PROBLEM 1:
Report each line in the rows below that contains the word "dryer".

This project contains two distinct portions:
- A CLI developed using Snowpark Python and Typer. This CLI creates tables in Snowflake for the files generated by the TPC-DI benchmark specification.
- A dbt project using Snowflake Dynamic Tables for building the data warehouse defined in the TPC-DI specification.
I should be clear in my goal here: I am not attempting to actually run and measure the TPC-DI benchmark.
The tpcdi.py
CLI in this repository is single-threaded and ingests the data sequentially, which would be the worst approach if trying to optimize for a benchmark.
Instead, I needed a dataset that could be used to mimic data engineering workloads inside of Snowflake, so I just wanted the files loaded.
I took a few liberties with the TPC-DI specification to update it a bit for Snowflake. I replaced CamelCase
names with SNAKE_CASE
, mostly out of irritation with readability.
Secondly, I just couldn't stand for having the DimTrade
table be "both a dimension table and a fact table, depending on how it is being used" as it was designed by TPC-DI.
This decision was made during an era when storage and compute were constrained, so in my design, I created both DIM_TRADE
and FACT_TRADE
tables.
Finally, I used a Medallion Lakehouse Architecture with Bronze, Silver, and Gold zones, with the logical model above materialized in the Gold zone.
I've included a demo Jupyter notebook that walks through a subset of the instructions below. This notebook pairs with a presentation I give that focuses more on how Snowpark Python was used in the CLI, and also the motivation for using Dynamic Tables with dbt. But it may still be helpful.
The Java program to generate the source files is downloaded by filling out a form on the TPC-DI website and clicking a link in an email. Once unzipped, we have to make one slight change for running on macOS:
unzip 66a2b600-af36-4198-bfbc-c94c40cc22af-tpc-di-tool.zip && \
mv Tools/PDGF Tools/pdgf && \ #clearly written on a case-insensitive OS
cd Tools
I couldn't find any way to execute the provided JAR with a Java version newer than 1.8
. I spent some time trying to rebuild the JAR file using a newer Java version for posterity, but it was a fool's errand.

PROBLEM 2:
Translate this sentence from the TPC-DI project description above into Spanish: "I should be clear in my goal here: I am not attempting to actually run and measure the TPC-DI benchmark."

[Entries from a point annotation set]
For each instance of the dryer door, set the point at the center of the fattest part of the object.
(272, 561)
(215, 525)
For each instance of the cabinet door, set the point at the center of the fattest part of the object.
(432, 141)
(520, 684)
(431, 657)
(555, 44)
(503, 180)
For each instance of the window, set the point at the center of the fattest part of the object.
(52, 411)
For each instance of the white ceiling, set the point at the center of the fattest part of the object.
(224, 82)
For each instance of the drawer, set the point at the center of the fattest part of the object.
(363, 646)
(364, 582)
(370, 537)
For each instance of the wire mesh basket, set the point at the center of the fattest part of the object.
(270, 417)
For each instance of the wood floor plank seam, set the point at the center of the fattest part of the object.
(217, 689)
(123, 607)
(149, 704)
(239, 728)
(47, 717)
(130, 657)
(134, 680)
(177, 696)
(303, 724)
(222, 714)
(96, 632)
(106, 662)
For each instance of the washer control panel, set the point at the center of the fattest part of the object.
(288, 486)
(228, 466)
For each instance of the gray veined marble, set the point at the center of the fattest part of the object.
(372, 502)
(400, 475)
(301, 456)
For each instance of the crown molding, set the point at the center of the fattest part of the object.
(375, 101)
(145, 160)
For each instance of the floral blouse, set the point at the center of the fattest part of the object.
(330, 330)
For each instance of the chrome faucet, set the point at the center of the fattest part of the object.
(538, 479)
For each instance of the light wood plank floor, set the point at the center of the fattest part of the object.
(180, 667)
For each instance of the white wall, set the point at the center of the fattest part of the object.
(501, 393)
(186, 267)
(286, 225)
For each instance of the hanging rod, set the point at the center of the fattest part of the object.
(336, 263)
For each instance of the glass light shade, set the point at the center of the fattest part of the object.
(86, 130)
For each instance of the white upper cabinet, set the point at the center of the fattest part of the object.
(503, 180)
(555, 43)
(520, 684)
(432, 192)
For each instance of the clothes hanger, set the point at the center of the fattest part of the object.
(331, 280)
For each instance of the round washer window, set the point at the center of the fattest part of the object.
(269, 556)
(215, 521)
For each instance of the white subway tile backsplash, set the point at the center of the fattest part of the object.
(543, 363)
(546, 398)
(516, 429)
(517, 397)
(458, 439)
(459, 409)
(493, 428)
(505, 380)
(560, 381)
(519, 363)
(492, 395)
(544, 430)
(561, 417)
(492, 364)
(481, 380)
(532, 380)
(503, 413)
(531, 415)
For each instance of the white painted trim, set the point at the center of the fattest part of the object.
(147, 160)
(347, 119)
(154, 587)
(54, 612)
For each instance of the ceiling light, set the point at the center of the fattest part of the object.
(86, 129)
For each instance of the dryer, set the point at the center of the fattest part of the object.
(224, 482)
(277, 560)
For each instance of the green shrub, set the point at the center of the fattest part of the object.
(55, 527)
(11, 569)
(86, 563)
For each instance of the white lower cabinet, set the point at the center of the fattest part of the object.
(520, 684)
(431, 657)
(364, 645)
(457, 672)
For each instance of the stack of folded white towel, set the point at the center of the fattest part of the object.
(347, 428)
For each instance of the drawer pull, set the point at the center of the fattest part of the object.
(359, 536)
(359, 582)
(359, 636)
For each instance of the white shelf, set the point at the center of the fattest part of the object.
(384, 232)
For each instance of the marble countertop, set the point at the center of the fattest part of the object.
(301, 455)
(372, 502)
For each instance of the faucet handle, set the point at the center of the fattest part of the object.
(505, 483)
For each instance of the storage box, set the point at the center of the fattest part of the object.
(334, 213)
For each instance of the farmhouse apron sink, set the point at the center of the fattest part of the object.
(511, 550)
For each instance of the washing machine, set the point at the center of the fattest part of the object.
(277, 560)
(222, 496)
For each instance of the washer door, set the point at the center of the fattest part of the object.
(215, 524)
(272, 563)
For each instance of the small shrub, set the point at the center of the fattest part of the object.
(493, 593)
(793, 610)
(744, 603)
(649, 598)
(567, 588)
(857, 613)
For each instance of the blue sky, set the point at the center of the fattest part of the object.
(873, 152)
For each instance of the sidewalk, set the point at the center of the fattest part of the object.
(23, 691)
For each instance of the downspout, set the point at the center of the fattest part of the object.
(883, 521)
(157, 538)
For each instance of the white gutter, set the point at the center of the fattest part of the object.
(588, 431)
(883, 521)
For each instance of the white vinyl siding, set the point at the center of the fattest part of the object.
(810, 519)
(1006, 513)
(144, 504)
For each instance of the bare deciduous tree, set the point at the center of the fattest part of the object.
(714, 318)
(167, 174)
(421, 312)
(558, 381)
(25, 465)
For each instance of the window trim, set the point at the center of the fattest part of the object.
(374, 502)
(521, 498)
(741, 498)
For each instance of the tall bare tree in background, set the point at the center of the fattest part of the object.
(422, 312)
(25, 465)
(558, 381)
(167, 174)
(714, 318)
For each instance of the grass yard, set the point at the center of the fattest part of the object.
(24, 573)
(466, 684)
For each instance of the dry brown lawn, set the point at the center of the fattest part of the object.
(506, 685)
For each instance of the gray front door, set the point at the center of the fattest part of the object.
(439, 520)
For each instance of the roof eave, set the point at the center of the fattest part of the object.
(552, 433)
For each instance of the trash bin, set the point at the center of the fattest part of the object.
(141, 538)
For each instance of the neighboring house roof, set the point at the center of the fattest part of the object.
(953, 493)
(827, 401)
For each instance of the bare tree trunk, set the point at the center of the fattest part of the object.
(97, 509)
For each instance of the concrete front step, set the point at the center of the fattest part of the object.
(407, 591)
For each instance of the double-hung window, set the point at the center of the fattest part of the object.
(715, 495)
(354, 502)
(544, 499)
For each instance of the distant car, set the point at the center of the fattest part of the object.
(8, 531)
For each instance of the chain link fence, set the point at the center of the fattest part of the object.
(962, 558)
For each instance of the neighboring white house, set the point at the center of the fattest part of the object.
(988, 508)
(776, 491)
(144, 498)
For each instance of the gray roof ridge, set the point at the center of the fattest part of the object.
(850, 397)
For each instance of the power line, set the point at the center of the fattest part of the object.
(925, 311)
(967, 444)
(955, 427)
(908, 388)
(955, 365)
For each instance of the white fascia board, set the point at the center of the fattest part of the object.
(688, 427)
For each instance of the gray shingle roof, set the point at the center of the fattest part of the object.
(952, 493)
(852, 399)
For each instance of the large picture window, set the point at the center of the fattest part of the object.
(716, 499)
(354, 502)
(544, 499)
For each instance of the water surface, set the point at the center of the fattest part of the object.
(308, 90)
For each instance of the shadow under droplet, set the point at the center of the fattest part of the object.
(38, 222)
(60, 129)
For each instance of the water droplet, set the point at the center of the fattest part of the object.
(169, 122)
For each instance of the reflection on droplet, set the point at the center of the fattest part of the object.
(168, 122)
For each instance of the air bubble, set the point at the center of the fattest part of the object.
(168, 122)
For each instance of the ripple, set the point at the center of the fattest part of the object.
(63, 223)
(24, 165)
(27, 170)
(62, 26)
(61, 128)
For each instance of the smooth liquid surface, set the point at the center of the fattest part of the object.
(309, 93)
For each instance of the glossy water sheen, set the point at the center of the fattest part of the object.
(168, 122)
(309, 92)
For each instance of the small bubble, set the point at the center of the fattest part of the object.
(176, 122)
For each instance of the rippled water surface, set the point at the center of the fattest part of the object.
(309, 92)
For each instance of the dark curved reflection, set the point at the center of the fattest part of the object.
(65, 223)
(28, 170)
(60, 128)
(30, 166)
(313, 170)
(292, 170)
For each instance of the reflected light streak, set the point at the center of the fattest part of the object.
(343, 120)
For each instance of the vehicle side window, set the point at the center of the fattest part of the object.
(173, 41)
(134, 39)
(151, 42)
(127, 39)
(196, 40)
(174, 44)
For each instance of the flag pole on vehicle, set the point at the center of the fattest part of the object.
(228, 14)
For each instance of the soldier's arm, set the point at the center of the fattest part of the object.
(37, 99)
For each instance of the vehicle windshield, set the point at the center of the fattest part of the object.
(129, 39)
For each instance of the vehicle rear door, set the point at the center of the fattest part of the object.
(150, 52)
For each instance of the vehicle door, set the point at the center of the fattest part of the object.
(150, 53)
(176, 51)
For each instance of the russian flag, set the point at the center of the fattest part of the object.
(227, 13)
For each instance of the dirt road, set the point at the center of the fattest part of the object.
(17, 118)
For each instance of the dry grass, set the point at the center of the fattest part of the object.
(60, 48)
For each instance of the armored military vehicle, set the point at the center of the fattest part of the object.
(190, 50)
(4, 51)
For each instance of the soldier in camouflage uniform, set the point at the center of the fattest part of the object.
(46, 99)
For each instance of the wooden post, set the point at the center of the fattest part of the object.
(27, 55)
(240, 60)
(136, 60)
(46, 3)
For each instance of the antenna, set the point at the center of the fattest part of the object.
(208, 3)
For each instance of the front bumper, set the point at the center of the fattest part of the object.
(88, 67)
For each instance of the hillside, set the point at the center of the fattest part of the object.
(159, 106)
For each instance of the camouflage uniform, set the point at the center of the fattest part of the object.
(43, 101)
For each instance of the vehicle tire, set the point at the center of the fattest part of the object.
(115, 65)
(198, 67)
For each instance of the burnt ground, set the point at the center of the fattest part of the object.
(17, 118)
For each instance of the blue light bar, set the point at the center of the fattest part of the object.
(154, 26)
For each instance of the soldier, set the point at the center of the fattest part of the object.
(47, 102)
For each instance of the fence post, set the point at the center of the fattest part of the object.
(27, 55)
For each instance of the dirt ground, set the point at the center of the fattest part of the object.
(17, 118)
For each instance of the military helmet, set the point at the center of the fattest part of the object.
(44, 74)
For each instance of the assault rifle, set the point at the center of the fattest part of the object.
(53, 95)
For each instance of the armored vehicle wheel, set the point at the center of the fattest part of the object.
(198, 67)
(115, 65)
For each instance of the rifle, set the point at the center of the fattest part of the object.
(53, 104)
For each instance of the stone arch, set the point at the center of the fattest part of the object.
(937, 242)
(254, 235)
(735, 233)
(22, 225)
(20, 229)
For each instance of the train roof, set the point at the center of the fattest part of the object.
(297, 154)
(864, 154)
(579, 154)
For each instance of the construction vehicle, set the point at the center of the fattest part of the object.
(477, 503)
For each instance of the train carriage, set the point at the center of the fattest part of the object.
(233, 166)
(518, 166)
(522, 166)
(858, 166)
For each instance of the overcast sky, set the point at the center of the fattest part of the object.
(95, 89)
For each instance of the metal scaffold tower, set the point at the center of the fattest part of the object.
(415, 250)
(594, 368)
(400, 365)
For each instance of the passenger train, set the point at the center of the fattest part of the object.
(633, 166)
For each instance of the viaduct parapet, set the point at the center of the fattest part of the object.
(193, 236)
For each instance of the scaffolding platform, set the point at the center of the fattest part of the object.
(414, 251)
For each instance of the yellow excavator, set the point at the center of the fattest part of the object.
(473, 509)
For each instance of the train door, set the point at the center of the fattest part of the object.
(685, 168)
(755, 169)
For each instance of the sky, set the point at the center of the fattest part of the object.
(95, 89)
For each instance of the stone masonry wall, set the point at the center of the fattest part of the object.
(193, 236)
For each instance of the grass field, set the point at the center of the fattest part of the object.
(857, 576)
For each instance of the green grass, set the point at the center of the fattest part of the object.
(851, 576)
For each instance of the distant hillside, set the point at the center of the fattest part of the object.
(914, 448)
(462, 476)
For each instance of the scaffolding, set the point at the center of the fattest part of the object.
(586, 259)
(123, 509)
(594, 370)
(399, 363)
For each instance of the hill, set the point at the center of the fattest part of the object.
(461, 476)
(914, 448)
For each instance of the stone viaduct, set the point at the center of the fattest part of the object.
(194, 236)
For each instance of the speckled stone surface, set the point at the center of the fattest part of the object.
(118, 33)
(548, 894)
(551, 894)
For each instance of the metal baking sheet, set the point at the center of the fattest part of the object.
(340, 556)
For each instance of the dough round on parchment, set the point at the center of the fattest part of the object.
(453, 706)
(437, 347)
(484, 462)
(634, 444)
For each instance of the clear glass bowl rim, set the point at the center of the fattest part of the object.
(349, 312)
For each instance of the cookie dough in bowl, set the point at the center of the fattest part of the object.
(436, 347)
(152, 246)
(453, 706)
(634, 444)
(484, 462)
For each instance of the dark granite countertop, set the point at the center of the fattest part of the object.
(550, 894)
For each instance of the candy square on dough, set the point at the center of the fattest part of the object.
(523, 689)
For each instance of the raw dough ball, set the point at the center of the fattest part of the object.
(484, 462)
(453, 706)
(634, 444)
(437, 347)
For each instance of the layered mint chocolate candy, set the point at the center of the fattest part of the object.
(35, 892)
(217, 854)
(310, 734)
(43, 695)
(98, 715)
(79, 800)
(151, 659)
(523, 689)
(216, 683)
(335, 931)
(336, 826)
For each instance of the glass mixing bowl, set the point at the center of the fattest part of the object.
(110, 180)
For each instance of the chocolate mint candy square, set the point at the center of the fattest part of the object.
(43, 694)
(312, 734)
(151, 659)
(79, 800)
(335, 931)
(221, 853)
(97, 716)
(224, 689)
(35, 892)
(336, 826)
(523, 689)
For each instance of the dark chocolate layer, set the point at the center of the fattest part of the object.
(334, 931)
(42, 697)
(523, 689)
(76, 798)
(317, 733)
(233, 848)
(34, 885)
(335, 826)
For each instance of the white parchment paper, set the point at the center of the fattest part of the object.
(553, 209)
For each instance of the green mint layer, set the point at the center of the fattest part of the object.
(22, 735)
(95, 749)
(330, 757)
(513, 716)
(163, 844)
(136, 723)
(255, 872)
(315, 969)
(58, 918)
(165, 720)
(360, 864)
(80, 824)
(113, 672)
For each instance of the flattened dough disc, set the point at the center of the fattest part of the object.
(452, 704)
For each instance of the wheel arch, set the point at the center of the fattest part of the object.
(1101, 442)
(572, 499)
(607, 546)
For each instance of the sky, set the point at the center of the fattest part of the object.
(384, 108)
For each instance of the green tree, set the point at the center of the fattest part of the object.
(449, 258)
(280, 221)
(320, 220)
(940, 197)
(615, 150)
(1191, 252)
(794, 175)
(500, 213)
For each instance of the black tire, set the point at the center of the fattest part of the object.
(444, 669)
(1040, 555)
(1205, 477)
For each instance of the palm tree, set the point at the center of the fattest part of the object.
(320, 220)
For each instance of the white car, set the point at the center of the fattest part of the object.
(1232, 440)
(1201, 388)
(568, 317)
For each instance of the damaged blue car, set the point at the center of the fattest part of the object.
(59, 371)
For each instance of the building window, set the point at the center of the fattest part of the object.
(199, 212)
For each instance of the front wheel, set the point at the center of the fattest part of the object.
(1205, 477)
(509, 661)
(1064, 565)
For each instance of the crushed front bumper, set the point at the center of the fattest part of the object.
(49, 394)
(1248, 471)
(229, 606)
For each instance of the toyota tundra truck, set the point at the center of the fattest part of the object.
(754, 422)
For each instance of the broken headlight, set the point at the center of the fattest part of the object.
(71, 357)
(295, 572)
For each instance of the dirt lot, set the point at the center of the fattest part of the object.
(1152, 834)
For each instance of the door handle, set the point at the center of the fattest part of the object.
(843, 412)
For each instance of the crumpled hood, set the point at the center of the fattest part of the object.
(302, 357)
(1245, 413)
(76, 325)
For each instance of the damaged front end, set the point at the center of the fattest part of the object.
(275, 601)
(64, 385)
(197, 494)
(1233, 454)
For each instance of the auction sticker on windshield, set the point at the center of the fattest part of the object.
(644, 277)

FINAL ANSWER 1:
For each instance of the dryer door, set the point at the center of the fattest part of the object.
For each instance of the dryer, set the point at the center of the fattest part of the object.

FINAL ANSWER 2:
Debo dejar claro mi objetivo aquí: no intento ejecutar ni medir realmente el benchmark TPC-DI.